Recast the lines below as a Markdown table with two columns, Row and Line. Number each line in order and skip any blank lines.

+++ MATERIALS PROVIDED

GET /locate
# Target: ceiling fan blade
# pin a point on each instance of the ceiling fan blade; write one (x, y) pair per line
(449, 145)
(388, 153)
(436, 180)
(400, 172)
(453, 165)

++++++

◆ WRITTEN RESPONSE
| Row | Line |
|---|---|
| 1 | GET /locate |
| 2 | # Target: ceiling fan blade |
| 3 | # pin a point on each instance of the ceiling fan blade; write one (x, y) pair per line |
| 4 | (449, 145) |
| 5 | (388, 153) |
| 6 | (436, 180) |
| 7 | (400, 172) |
| 8 | (453, 165) |